- _Provided passage_
********
NSP - Containers


Wherever pesticides are used, empty containers are generated.

Obviously, no country can eliminate the problem of used pesticide containers in a single, or even a series, of disposal operations. It's an ongoing problem; one that poses a serious threat to the environment and public health.

In many developing countries, empty pesticide containers are highly valued property. Even though it is usually impossible to remove all traces of toxic chemicals from pesticide containers, people often use them for storing fuel or even food and water.

This is clearly an unsafe practice that must be discouraged.

Dangers of improper disposal

When measures are taken to dispose of containers, often they are not appropriate. For example, many pesticide suppliers and national authorities recommend the burying or burning of waste pesticides and empty containers. But buried chemical waste can contaminate soil and groundwater, while burning pesticides and containers releases highly toxic fumes.
********
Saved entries
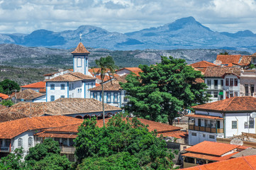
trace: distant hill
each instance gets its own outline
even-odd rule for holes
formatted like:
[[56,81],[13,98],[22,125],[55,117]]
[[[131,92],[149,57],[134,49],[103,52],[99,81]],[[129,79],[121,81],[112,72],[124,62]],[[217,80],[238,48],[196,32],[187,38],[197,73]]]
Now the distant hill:
[[79,43],[80,34],[82,34],[83,44],[93,48],[116,50],[228,49],[256,52],[256,35],[250,30],[235,33],[214,32],[191,16],[157,28],[127,33],[82,26],[77,30],[62,32],[38,30],[28,35],[0,34],[0,43],[70,49]]
[[[95,66],[94,60],[101,57],[111,55],[120,67],[138,67],[140,64],[151,64],[160,62],[161,56],[172,56],[186,60],[189,64],[206,60],[213,62],[217,54],[226,50],[219,49],[195,50],[109,50],[103,48],[87,47],[89,67]],[[74,49],[61,50],[47,47],[27,47],[13,44],[0,45],[0,65],[20,68],[72,68]],[[247,52],[227,50],[230,54],[250,55]]]

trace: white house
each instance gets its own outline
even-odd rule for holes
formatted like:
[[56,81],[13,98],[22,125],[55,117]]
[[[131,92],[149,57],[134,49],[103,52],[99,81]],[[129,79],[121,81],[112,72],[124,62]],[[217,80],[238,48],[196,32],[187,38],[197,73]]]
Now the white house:
[[[194,115],[189,117],[189,144],[204,140],[216,142],[216,138],[230,137],[242,132],[255,133],[256,98],[233,97],[192,107]],[[191,123],[189,119],[193,118]]]
[[[118,76],[111,82],[104,84],[104,103],[116,107],[123,107],[127,103],[126,91],[121,87],[119,82],[125,83],[126,76]],[[101,86],[89,89],[91,91],[91,98],[101,101]]]
[[46,101],[53,101],[60,98],[89,98],[89,89],[95,87],[96,78],[88,72],[89,52],[80,42],[73,55],[73,70],[57,76],[46,81]]
[[34,137],[34,134],[45,128],[81,124],[82,122],[82,120],[72,117],[52,115],[25,118],[0,123],[0,157],[21,147],[25,157],[30,147],[40,142],[40,140]]

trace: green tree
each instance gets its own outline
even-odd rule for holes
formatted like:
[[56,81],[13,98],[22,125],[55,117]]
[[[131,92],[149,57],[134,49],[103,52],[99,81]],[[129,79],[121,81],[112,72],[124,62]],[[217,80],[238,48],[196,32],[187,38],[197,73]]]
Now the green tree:
[[[130,120],[118,114],[103,128],[96,126],[95,120],[87,120],[78,131],[74,142],[78,163],[83,162],[78,166],[80,169],[87,169],[82,168],[87,163],[97,164],[102,169],[109,169],[109,165],[113,164],[122,169],[121,167],[132,166],[129,161],[148,169],[169,169],[173,165],[165,142],[157,138],[156,132],[150,132],[136,118]],[[123,157],[123,164],[118,159],[119,157]],[[109,161],[111,159],[117,159],[118,164]]]
[[4,100],[1,102],[0,102],[1,105],[6,106],[11,106],[14,104],[13,102],[11,100]]
[[203,76],[188,66],[184,60],[162,57],[156,65],[140,65],[140,76],[130,74],[121,86],[129,98],[126,110],[152,120],[165,120],[172,124],[178,112],[208,100],[206,85],[197,83]]
[[28,169],[26,164],[22,161],[23,151],[16,149],[14,153],[10,153],[0,159],[0,169]]
[[69,169],[71,167],[70,162],[65,156],[60,156],[60,154],[59,143],[48,138],[43,144],[30,147],[25,160],[33,169]]
[[[112,74],[113,76],[113,73],[115,69],[117,68],[117,66],[115,65],[115,61],[113,60],[112,57],[108,56],[106,57],[101,57],[99,60],[96,60],[95,63],[100,69],[99,73],[100,73],[101,80],[101,96],[102,96],[102,112],[103,112],[103,124],[105,125],[105,110],[104,110],[104,79],[106,75],[109,76]],[[111,81],[111,79],[110,79]],[[112,82],[112,81],[111,81]]]
[[0,86],[2,88],[2,93],[5,94],[11,94],[12,92],[21,89],[20,86],[14,81],[5,79],[0,82]]

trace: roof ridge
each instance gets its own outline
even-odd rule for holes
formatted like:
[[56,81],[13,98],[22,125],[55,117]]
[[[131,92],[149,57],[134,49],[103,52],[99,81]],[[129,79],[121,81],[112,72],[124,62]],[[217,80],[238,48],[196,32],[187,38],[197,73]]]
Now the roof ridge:
[[255,169],[252,166],[252,165],[250,164],[250,163],[246,160],[246,159],[245,158],[245,157],[242,157],[242,158],[245,160],[245,162],[246,162],[246,163],[249,165],[249,166],[250,166],[252,169],[255,170]]

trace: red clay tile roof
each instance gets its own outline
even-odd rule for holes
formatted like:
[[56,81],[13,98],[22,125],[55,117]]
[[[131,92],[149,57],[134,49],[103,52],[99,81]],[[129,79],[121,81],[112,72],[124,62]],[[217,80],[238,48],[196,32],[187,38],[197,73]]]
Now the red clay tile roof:
[[[30,89],[28,89],[23,91],[21,91],[16,94],[16,98],[17,99],[24,99],[26,101],[28,100],[33,100],[35,98],[43,96],[45,94],[40,94],[39,92],[37,92],[34,90],[32,90]],[[15,94],[11,95],[10,98],[15,97]]]
[[45,88],[45,81],[39,81],[25,86],[21,86],[21,87],[28,89],[44,89]]
[[3,99],[7,99],[9,98],[9,96],[4,94],[0,94],[0,98],[1,98]]
[[[105,104],[106,111],[121,111],[118,107]],[[70,115],[102,112],[102,103],[94,98],[65,98],[55,101],[40,103],[18,103],[0,110],[0,113],[22,113],[35,117],[47,115]]]
[[[113,80],[112,82],[109,81],[104,84],[104,91],[119,91],[122,88],[121,87],[119,82],[126,83],[126,75],[116,77],[115,80]],[[96,86],[89,89],[89,91],[101,91],[101,86]]]
[[227,159],[230,159],[233,155],[236,154],[238,153],[238,152],[235,152],[234,153],[225,155],[223,157],[216,157],[216,156],[212,156],[212,155],[208,155],[208,154],[189,152],[189,153],[182,154],[182,156],[187,157],[193,157],[193,158],[211,160],[211,161],[223,161],[223,160],[227,160]]
[[80,119],[64,115],[26,118],[0,123],[0,139],[11,139],[29,130],[45,129],[81,123]]
[[185,138],[187,137],[188,133],[187,132],[182,131],[182,130],[177,130],[170,132],[163,132],[163,133],[157,133],[157,137],[160,137],[161,135],[163,137],[173,137],[178,139],[181,138]]
[[206,118],[206,119],[214,119],[214,120],[222,120],[220,117],[211,116],[211,115],[186,115],[185,116],[189,118]]
[[233,97],[206,104],[192,107],[195,110],[215,110],[219,112],[256,111],[256,98],[252,96]]
[[[0,106],[0,107],[1,107],[1,106]],[[1,110],[0,110],[0,113],[1,113]],[[27,117],[28,116],[26,116],[25,115],[17,113],[0,113],[0,123],[7,122],[7,121],[13,120],[20,119],[20,118],[27,118]]]
[[84,47],[84,45],[80,42],[74,51],[71,54],[89,54],[90,52]]
[[213,63],[208,62],[206,61],[201,61],[195,62],[193,64],[191,64],[190,66],[191,66],[193,68],[197,69],[200,72],[201,72],[203,74],[206,72],[206,68],[208,67],[218,67],[216,64],[214,64]]
[[45,81],[54,82],[54,81],[75,81],[85,79],[96,79],[95,77],[84,75],[79,72],[69,72],[63,75],[60,75],[54,77],[51,79],[45,80]]
[[221,77],[225,73],[234,73],[238,76],[240,75],[241,69],[239,67],[207,67],[204,77]]
[[193,147],[186,149],[186,151],[199,154],[221,156],[228,152],[230,152],[238,148],[239,146],[240,145],[204,141],[201,143],[194,145]]
[[[106,118],[106,123],[108,122],[110,118]],[[129,118],[131,120],[132,118]],[[169,125],[167,124],[160,123],[155,121],[151,121],[142,118],[138,118],[142,123],[145,125],[148,125],[148,129],[150,132],[154,131],[155,130],[157,130],[157,133],[163,133],[163,134],[167,134],[171,135],[172,137],[173,135],[177,135],[177,137],[182,137],[183,135],[185,135],[184,132],[180,131],[179,130],[182,129],[182,128],[176,127]],[[35,134],[35,135],[38,135],[39,137],[65,137],[64,136],[62,136],[62,134],[67,134],[67,133],[72,133],[72,134],[76,134],[78,132],[78,127],[81,125],[81,123],[82,123],[82,120],[81,120],[81,123],[69,125],[65,125],[62,127],[57,127],[55,128],[49,128],[44,130],[43,132],[39,132],[38,134]],[[96,123],[96,125],[99,128],[103,127],[103,120],[98,120]],[[55,135],[54,135],[55,134]],[[159,135],[158,135],[159,136]],[[169,135],[168,135],[169,136]],[[177,137],[178,138],[178,137]],[[182,138],[182,137],[179,137]]]
[[208,164],[182,169],[184,170],[253,170],[256,169],[256,155],[246,156]]
[[216,60],[222,63],[238,64],[241,57],[241,55],[217,55]]

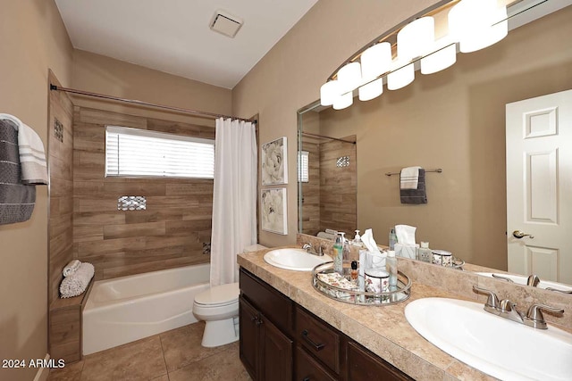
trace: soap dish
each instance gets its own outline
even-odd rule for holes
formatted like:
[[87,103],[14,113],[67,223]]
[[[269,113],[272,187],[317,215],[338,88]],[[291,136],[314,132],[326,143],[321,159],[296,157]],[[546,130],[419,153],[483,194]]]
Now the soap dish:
********
- _What the task requires_
From the pesticide container text, extract the stretch from "Obviously, no country" through "and public health.", copying it word for word.

- _Exercise answer_
Obviously, no country can eliminate the problem of used pesticide containers in a single, or even a series, of disposal operations. It's an ongoing problem; one that poses a serious threat to the environment and public health.